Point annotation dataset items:

--- --- ---

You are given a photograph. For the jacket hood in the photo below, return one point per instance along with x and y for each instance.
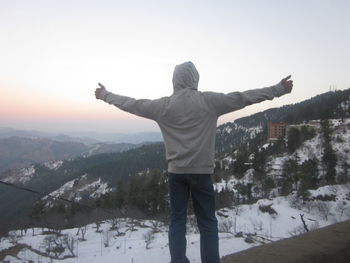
(185, 76)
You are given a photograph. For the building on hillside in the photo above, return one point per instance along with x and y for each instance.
(313, 125)
(276, 130)
(281, 129)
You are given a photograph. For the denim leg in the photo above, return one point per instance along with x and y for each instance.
(179, 194)
(203, 198)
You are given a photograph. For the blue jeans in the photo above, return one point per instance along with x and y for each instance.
(200, 187)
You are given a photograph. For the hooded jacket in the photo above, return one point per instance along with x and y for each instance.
(188, 118)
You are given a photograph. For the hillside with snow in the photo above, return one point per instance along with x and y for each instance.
(129, 240)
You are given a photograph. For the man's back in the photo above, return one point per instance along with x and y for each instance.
(188, 117)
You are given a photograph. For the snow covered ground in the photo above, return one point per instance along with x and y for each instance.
(241, 227)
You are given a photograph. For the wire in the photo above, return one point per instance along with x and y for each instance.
(48, 195)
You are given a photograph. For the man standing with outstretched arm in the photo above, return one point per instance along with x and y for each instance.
(187, 120)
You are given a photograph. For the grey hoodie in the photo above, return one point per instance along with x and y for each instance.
(188, 118)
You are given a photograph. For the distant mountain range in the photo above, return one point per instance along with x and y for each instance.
(249, 132)
(84, 137)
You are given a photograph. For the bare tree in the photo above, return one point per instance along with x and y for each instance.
(82, 230)
(69, 242)
(225, 226)
(156, 225)
(148, 237)
(341, 207)
(324, 208)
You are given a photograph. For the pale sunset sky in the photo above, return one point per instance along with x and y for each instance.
(53, 53)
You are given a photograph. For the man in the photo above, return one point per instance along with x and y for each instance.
(187, 120)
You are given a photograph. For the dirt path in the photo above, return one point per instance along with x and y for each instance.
(327, 245)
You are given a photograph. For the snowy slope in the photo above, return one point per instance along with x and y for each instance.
(247, 223)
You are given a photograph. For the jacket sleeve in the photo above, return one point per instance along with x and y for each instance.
(221, 103)
(146, 108)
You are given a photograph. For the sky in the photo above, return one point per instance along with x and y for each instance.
(54, 52)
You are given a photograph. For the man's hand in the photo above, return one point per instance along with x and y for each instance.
(287, 83)
(98, 92)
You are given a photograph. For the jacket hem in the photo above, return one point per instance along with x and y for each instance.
(190, 170)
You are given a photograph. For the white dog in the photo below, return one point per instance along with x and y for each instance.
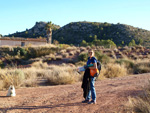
(11, 91)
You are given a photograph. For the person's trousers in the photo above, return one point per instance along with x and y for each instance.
(92, 90)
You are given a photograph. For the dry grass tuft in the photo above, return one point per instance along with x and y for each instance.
(62, 75)
(141, 103)
(114, 70)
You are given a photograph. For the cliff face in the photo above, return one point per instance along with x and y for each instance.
(39, 29)
(75, 32)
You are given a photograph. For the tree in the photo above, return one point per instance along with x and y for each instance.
(84, 43)
(132, 43)
(49, 32)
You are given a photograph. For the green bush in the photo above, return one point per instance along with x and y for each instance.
(143, 67)
(103, 58)
(83, 57)
(20, 51)
(126, 62)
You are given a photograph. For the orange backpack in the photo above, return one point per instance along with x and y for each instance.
(94, 72)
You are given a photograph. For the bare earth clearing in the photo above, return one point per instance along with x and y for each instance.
(112, 96)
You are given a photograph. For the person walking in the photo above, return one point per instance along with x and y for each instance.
(88, 80)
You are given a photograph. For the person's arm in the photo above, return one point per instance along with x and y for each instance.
(93, 67)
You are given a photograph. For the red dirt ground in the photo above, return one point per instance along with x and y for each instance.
(112, 97)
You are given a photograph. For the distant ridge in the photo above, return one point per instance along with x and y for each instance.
(75, 32)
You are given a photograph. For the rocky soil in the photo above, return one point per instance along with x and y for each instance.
(112, 97)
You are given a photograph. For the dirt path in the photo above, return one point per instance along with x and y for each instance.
(112, 95)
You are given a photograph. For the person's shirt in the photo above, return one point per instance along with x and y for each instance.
(91, 60)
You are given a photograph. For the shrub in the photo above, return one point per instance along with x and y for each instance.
(142, 67)
(83, 57)
(102, 57)
(114, 70)
(141, 103)
(12, 77)
(62, 75)
(128, 63)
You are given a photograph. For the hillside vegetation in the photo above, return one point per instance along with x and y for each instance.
(76, 32)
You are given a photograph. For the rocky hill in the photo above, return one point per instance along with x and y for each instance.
(38, 30)
(75, 32)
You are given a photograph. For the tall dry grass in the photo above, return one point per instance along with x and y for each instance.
(18, 77)
(62, 75)
(112, 70)
(141, 103)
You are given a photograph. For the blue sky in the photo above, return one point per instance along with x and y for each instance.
(19, 15)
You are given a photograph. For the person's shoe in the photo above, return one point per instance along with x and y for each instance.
(85, 101)
(92, 102)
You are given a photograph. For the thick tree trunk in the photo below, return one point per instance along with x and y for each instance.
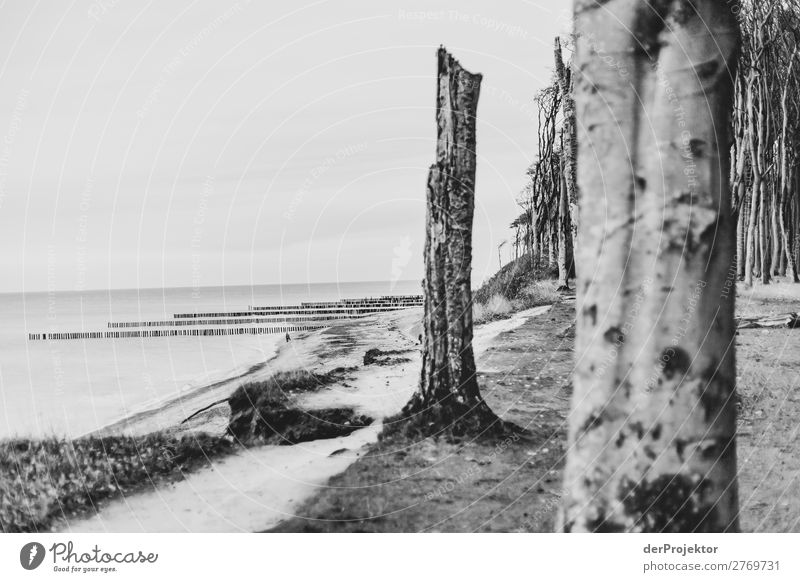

--- --- ---

Identify each line of the items above that contains the word "distant", and copy those lines.

You are given a photograph. For the distant mountain range in the photo above, return one point per instance along with x and y for each instance.
You are given a photograph. For the distant ridge in the photo above, return one point per instance along with x and y for each instance.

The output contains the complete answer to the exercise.